PAGE TEXT START

Mitochondrial DNA disease: new options for prevention

Abstract

Very recently, two papers have presented intriguing data suggesting that prevention of transmission of human mitochondrial DNA (mtDNA) disease is possible. [Craven, L., Tuppen, H.A., Greggains, G.D., Harbottle, S.J., Murphy, J.L., Cree, L.M., Murdoch, A.P., Chinnery, P.F., Taylor, R.W., Lightowlers, R.N. et al. (2010) Pronuclear transfer in human embryos to prevent transmission of mitochondrial DNA disease. Nature, 465, 82-85. Tachibana, M., Sparman, M., Sritanaudomchai, H., Ma, H., Clepper, L., Woodward, J., Li, Y., Ramsey, C., Kolotushkina, O. and Mitalipov, S. (2009) Mitochondrial gene replacement in primate offspring and embryonic stem cells. Nature, 461, 367-372.] These recent advances raise hopes for families with mtDNA disease; however, the successful translational of these techniques to clinical practice will require further research to test for safety and to maximize efficacy. Furthermore, in the UK, amendment to the current legislation will be required. Here, we discuss the clinical and scientific background, studies we believe are important to establish safety and efficacy of the techniques and some of the potential concerns about the use of these approaches.

Figure 1.

Nuclear transfer techniques to prevent transmission of mtDNA disease. (A) Pronuclear transfer technique using a mitochondrial donor zygote. (B) Metaphase II spindle transfer technique using a mitochondrial donor oocyte followed by intracytoplasmic sperm injection fertilization. Both techniques will involve monitoring embryo development following transfer.

Figure 2.

Pronuclei removal from an abnormally fertilized human embryo and transfer to an enucleated abnormally fertilized human embryo. (A) The tripronucleate human embryo (two pronuclei can be seen, arrowheads). A hole has been made in the zona pellucida using a microsurgical laser (arrow). (B) The biopsy pipette is inserted into the embryo and a pronucleus aspirated within a karyoplast (arrowhead). (C) The pronuclear karyoplast can be seen within the biopsy pipette (arrowhead). (D) A single pronuclear karyoplast removed from the embryo. (E) The pronuclear karyoplasts can be seen within the biopsy pipette (arrowheads). (F) The biopsy pipette is inserted through the hole in the zona pellucida. (G) The pronuclear karyoplasts are transferred into the enucleated embryo along with a small amount of HVJ-E. (H) The pronuclear karyoplasts (arrowheads) are allowed to fuse with the enucleated embryo.

PAGE TEXT END

● TASK BRIEF: Transcribe the stretch of the mitochondrial DNA disease page from "Nuclear transfer techniques" through "development following transfer.".

INFORMATION PROVIDED START

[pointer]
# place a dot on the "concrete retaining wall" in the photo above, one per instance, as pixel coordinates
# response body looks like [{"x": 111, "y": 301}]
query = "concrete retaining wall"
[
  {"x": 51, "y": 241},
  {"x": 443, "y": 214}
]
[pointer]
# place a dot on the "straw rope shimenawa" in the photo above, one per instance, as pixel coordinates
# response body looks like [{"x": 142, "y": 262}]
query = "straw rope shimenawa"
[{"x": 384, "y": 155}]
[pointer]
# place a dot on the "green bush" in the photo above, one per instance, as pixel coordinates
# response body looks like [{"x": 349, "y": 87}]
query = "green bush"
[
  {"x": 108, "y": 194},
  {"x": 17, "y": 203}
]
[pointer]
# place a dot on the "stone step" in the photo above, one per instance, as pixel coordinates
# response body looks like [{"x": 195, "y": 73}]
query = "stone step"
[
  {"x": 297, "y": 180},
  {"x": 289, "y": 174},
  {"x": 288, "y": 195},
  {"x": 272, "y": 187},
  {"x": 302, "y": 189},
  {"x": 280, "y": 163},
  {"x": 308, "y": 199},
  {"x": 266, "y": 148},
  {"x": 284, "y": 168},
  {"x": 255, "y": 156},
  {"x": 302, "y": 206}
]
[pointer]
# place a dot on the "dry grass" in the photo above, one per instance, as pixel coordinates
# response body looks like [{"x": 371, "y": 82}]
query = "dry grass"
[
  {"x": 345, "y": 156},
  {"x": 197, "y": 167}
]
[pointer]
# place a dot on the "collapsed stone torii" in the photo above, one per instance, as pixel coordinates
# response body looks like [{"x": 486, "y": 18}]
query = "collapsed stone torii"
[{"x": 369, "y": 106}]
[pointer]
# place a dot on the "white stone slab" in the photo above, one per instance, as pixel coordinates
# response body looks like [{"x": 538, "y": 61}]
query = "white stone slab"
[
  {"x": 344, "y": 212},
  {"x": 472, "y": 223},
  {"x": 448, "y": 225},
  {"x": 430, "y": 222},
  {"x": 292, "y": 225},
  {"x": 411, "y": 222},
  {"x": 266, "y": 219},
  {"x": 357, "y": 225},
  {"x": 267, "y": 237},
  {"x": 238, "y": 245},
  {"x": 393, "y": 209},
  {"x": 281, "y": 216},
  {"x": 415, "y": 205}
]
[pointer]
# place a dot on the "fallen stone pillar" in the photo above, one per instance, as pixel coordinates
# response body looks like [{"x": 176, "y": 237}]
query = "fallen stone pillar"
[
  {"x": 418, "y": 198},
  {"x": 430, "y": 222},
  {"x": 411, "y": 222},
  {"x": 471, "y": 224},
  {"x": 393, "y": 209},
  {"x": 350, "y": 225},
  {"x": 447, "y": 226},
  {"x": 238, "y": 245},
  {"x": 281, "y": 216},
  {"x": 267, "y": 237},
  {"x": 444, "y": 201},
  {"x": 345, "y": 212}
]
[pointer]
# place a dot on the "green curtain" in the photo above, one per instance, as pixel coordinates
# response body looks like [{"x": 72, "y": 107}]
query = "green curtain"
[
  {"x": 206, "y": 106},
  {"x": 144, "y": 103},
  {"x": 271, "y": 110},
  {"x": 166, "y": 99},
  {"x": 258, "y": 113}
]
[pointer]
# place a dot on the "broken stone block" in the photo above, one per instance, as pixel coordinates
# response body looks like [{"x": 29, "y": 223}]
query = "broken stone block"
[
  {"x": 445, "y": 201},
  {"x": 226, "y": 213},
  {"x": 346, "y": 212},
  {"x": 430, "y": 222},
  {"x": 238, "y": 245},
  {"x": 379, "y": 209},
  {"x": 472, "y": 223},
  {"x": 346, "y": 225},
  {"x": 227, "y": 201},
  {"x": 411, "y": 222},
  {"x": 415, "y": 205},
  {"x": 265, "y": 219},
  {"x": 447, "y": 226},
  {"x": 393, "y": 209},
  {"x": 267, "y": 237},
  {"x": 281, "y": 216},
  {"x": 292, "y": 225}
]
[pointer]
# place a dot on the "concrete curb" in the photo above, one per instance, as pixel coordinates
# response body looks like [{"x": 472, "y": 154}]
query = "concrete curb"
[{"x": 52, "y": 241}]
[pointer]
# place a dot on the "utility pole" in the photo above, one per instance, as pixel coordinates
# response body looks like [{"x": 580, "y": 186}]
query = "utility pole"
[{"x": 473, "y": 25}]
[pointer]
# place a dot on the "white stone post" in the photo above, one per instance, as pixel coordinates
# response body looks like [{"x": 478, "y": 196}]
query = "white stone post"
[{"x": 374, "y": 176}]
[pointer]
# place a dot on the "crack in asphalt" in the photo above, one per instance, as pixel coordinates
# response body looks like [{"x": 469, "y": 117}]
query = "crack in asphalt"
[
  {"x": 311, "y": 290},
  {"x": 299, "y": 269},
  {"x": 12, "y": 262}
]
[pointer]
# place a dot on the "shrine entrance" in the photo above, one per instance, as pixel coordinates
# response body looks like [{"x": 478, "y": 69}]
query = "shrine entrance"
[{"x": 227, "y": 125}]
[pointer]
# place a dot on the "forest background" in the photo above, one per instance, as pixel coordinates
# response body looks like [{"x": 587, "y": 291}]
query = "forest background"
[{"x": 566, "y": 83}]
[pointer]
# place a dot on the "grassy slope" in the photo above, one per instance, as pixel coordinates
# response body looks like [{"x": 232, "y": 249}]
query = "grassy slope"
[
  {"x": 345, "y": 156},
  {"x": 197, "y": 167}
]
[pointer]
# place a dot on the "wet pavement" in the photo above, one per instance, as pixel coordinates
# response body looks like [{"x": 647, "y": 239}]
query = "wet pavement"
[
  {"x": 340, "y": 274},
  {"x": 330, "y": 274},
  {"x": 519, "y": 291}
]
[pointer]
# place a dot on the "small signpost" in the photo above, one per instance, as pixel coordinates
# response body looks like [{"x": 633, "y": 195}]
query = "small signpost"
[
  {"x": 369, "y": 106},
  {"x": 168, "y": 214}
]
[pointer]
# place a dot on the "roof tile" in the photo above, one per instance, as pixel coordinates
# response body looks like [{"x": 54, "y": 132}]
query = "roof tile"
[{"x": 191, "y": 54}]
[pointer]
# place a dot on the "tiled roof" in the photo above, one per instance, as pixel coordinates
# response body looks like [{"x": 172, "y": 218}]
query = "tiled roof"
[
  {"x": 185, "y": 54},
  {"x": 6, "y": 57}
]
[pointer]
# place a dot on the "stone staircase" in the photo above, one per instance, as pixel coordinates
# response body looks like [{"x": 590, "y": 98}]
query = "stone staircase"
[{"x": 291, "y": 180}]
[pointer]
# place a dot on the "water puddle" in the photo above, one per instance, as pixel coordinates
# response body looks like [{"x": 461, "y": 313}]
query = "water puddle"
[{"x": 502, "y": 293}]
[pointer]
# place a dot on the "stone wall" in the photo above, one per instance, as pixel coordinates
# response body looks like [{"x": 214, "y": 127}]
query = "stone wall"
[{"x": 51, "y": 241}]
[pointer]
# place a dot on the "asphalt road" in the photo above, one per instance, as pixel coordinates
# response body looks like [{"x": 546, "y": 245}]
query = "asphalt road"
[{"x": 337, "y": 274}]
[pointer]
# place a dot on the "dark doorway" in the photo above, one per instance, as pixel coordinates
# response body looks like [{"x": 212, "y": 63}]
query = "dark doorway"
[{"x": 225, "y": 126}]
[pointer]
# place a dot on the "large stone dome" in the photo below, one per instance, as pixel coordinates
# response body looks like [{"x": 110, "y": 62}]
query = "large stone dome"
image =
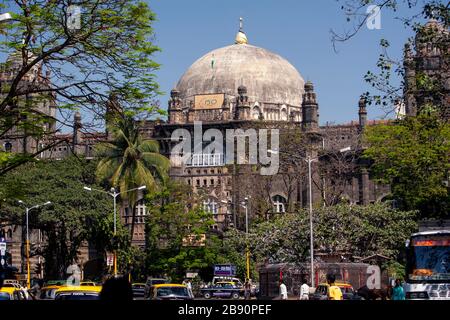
[{"x": 268, "y": 77}]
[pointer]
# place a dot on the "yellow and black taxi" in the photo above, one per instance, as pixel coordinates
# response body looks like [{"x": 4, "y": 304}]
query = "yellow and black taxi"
[
  {"x": 323, "y": 291},
  {"x": 169, "y": 291},
  {"x": 78, "y": 293},
  {"x": 224, "y": 289},
  {"x": 138, "y": 289},
  {"x": 48, "y": 292},
  {"x": 12, "y": 293}
]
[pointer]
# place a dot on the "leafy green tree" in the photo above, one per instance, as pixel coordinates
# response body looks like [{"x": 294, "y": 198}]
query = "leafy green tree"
[
  {"x": 81, "y": 58},
  {"x": 175, "y": 230},
  {"x": 342, "y": 229},
  {"x": 413, "y": 156},
  {"x": 387, "y": 87},
  {"x": 129, "y": 161},
  {"x": 73, "y": 217}
]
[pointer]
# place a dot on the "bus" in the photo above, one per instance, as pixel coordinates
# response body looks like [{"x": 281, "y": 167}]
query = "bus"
[{"x": 428, "y": 265}]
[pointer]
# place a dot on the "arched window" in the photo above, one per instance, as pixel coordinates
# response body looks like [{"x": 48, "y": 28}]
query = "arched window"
[
  {"x": 256, "y": 113},
  {"x": 8, "y": 146},
  {"x": 279, "y": 204},
  {"x": 283, "y": 115},
  {"x": 211, "y": 206}
]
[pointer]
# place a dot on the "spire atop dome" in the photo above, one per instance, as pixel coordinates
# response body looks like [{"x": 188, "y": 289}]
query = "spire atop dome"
[{"x": 241, "y": 38}]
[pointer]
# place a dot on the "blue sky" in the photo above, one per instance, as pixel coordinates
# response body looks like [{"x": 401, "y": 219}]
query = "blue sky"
[{"x": 297, "y": 30}]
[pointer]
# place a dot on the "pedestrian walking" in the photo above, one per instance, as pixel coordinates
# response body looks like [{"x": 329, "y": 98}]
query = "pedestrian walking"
[
  {"x": 304, "y": 290},
  {"x": 335, "y": 292},
  {"x": 283, "y": 290},
  {"x": 397, "y": 292}
]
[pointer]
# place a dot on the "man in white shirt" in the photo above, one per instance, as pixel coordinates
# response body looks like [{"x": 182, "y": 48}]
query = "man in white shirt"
[
  {"x": 304, "y": 291},
  {"x": 283, "y": 290}
]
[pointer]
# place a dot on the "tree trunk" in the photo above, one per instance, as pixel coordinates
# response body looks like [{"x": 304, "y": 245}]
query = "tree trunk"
[{"x": 133, "y": 217}]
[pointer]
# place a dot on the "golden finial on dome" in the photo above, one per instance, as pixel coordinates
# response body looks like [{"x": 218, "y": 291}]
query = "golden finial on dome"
[{"x": 241, "y": 38}]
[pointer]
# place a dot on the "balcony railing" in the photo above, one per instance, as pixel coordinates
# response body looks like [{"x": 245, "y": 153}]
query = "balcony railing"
[{"x": 199, "y": 160}]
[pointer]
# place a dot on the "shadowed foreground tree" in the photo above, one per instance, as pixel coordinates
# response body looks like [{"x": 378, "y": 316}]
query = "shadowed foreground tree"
[
  {"x": 413, "y": 156},
  {"x": 73, "y": 54},
  {"x": 178, "y": 233},
  {"x": 73, "y": 217},
  {"x": 357, "y": 230}
]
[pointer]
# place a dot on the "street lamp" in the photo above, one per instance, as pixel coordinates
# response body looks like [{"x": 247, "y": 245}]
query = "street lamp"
[
  {"x": 27, "y": 210},
  {"x": 309, "y": 160},
  {"x": 5, "y": 17},
  {"x": 244, "y": 205},
  {"x": 114, "y": 194}
]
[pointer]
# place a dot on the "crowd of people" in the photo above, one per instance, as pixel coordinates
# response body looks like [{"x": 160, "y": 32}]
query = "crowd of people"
[{"x": 335, "y": 293}]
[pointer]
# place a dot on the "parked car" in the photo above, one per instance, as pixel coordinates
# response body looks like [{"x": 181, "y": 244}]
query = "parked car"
[
  {"x": 322, "y": 291},
  {"x": 236, "y": 281},
  {"x": 223, "y": 290},
  {"x": 151, "y": 282},
  {"x": 12, "y": 293},
  {"x": 12, "y": 283},
  {"x": 138, "y": 290},
  {"x": 168, "y": 291},
  {"x": 78, "y": 293}
]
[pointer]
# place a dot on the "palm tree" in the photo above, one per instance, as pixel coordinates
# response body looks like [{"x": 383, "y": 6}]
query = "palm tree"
[{"x": 128, "y": 161}]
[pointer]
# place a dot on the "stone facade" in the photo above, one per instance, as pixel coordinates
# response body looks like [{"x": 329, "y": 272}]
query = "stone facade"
[{"x": 429, "y": 61}]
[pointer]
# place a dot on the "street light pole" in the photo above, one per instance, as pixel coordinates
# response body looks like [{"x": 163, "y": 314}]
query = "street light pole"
[
  {"x": 310, "y": 160},
  {"x": 114, "y": 194},
  {"x": 27, "y": 241},
  {"x": 311, "y": 238},
  {"x": 28, "y": 250},
  {"x": 247, "y": 253}
]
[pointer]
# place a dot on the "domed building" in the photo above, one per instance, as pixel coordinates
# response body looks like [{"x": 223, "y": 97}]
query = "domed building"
[
  {"x": 209, "y": 89},
  {"x": 240, "y": 86}
]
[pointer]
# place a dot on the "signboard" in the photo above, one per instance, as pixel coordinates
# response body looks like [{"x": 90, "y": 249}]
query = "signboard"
[
  {"x": 109, "y": 259},
  {"x": 209, "y": 101},
  {"x": 226, "y": 270}
]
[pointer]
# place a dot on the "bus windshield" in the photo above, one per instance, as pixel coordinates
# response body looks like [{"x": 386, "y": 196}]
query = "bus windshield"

INFORMATION PROVIDED END

● EXERCISE OUTPUT:
Nuclear transfer techniques to prevent transmission of mtDNA disease. (A) Pronuclear transfer technique using a mitochondrial donor zygote. (B) Metaphase II spindle transfer technique using a mitochondrial donor oocyte followed by intracytoplasmic sperm injection fertilization. Both techniques will involve monitoring embryo development following transfer.